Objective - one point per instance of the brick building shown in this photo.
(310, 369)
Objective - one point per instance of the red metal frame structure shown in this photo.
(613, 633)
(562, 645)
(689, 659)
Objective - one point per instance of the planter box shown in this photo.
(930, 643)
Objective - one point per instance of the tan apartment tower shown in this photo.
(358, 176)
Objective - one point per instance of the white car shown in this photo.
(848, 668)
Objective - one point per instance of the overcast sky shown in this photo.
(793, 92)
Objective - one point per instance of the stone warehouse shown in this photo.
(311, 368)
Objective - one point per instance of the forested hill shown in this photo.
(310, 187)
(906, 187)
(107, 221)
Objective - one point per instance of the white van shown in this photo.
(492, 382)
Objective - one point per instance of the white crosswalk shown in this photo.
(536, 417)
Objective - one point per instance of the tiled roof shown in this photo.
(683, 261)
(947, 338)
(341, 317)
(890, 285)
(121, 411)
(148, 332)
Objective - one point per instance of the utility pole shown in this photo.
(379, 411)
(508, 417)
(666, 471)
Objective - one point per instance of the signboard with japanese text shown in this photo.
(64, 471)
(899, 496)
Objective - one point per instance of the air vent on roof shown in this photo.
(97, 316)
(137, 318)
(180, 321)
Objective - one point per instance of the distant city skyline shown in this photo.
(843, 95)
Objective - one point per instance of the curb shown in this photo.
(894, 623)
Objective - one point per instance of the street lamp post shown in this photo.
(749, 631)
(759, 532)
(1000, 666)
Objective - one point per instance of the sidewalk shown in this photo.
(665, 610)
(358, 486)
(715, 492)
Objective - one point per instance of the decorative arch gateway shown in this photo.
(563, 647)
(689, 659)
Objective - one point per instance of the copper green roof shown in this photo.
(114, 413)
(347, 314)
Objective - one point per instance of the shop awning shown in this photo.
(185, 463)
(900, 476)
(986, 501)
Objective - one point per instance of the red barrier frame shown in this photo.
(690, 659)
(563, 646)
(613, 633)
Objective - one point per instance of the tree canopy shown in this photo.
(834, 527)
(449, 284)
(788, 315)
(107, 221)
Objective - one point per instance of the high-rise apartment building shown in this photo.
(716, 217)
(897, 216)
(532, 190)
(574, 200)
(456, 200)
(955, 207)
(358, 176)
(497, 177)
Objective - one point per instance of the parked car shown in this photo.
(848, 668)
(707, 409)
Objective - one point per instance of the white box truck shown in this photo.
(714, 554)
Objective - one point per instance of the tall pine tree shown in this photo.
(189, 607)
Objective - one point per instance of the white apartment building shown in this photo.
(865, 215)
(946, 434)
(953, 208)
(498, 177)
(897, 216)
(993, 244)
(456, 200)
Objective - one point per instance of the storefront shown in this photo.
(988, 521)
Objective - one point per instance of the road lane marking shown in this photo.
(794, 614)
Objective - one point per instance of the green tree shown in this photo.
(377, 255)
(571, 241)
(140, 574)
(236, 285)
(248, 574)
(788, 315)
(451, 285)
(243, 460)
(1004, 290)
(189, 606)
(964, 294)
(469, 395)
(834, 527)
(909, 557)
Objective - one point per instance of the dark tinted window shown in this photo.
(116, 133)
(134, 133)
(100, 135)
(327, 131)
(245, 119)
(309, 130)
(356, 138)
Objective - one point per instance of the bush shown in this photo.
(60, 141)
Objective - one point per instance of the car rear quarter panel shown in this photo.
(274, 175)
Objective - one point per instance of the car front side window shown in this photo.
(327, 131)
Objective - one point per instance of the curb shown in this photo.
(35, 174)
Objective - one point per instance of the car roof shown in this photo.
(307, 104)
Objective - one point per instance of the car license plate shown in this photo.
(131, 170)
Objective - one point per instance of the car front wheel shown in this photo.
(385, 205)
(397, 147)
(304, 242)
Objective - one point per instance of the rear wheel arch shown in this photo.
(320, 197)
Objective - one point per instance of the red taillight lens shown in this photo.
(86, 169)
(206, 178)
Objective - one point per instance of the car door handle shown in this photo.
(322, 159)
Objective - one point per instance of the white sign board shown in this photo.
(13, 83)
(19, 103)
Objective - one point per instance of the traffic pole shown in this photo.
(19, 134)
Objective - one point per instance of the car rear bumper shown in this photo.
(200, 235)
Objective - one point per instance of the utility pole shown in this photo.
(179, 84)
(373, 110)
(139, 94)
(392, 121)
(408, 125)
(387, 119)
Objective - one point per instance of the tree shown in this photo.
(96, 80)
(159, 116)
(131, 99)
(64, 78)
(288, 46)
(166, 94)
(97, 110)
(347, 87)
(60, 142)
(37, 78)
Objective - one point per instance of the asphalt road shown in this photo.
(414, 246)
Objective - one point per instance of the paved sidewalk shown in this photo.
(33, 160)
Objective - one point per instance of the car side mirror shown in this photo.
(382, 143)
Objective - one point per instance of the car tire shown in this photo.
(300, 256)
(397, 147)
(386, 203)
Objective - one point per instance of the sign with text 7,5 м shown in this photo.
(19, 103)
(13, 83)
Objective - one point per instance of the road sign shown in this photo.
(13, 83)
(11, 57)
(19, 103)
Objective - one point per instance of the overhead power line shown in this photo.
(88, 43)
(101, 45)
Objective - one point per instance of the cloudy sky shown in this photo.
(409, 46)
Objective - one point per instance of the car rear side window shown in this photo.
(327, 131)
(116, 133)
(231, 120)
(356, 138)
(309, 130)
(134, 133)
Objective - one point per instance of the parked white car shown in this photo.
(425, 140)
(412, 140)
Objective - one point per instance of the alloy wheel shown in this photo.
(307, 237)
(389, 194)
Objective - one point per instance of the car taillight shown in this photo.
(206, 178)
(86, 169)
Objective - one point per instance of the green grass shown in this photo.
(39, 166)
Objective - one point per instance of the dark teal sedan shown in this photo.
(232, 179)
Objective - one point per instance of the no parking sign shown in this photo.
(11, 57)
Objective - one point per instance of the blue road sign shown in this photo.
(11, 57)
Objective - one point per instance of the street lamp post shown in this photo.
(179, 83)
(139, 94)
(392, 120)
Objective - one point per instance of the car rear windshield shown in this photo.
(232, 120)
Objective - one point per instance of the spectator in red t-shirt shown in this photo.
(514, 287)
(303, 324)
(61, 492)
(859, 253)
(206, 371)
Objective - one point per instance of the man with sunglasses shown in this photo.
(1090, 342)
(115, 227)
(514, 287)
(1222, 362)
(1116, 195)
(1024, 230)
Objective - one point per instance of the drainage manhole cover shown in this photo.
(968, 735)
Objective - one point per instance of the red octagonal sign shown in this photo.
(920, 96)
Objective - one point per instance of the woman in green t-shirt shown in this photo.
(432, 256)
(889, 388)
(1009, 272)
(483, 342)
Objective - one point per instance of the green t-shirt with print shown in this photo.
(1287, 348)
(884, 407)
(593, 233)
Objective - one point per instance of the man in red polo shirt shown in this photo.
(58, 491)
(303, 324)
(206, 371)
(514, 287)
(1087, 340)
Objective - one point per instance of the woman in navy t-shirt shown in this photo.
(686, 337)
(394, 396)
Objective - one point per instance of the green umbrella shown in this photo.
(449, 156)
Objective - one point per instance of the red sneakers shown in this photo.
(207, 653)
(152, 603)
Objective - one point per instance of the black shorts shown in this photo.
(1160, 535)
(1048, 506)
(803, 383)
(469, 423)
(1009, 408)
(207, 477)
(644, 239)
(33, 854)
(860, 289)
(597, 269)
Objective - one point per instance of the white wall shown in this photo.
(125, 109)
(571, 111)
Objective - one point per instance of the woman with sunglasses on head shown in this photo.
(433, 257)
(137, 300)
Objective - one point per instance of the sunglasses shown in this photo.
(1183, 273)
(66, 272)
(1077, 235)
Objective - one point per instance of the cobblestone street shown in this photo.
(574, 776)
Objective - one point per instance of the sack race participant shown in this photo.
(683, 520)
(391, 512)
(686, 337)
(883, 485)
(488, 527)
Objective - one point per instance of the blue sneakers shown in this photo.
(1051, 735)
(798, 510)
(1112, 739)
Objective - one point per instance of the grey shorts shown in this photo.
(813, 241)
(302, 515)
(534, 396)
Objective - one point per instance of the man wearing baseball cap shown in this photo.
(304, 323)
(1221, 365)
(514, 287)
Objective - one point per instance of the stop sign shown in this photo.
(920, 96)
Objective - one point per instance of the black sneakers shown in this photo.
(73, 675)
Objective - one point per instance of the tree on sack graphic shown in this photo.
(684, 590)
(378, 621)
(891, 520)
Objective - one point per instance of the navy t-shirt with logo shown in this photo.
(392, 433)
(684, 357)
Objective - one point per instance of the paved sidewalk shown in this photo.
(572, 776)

**Required work**
Copy out exactly the lines between the line with "Objective - one point per instance of the man in" and the last line of the entries, counting both of those lines.

**Answer to the problem**
Objective - one point per instance of the man in red polo shirt shown in this photo.
(58, 491)
(303, 324)
(206, 371)
(514, 287)
(1087, 340)
Objective - one point per instance of the woman in navy t-shirt shown in this photo.
(686, 337)
(394, 396)
Objective - one point per instance of the green umbrella shown in this photo.
(449, 156)
Objective - one point per instance of the red sneakers shown in this photo.
(207, 653)
(152, 603)
Objective - one point per instance of the black shorts shown in this photo.
(1160, 535)
(1048, 506)
(803, 383)
(469, 423)
(1009, 408)
(207, 477)
(644, 239)
(33, 854)
(860, 289)
(597, 269)
Objective - one point per instance of the white wall shown in this photo.
(125, 109)
(571, 111)
Objective - one point per instance of the woman with sunglasses on head shown in this photo.
(433, 257)
(137, 300)
Objective - one point per instance of the sunglasses shown in this photo.
(1183, 273)
(66, 272)
(1077, 235)
Objective - one point per instance of the cobblestone street shown in this photo.
(574, 776)
Objective - one point per instance of the sack race participant shown in this photo.
(683, 520)
(391, 512)
(686, 337)
(883, 485)
(488, 527)
Objective - one point per instance of the blue sneakers shown in this photo.
(1051, 735)
(798, 510)
(1112, 739)
Objective - one point per instance of the grey shorts shown in this photo.
(813, 241)
(302, 515)
(534, 396)
Objective - one point per instance of the man wearing baseball cap shown in this photo.
(304, 323)
(1221, 365)
(514, 287)
Objective - one point per instance of the stop sign shown in this photo.
(920, 96)
Objective - one point per instance of the black sneakers shown in this photo.
(73, 675)
Objective - one point per instance of the tree on sack graphic shown in this photo.
(684, 590)
(378, 621)
(891, 520)
Objective - one point per instance of the navy t-shirt with logo shown in this photo.
(392, 433)
(684, 357)
Objective - one point per instance of the paved sidewalk shown in this photo.
(572, 776)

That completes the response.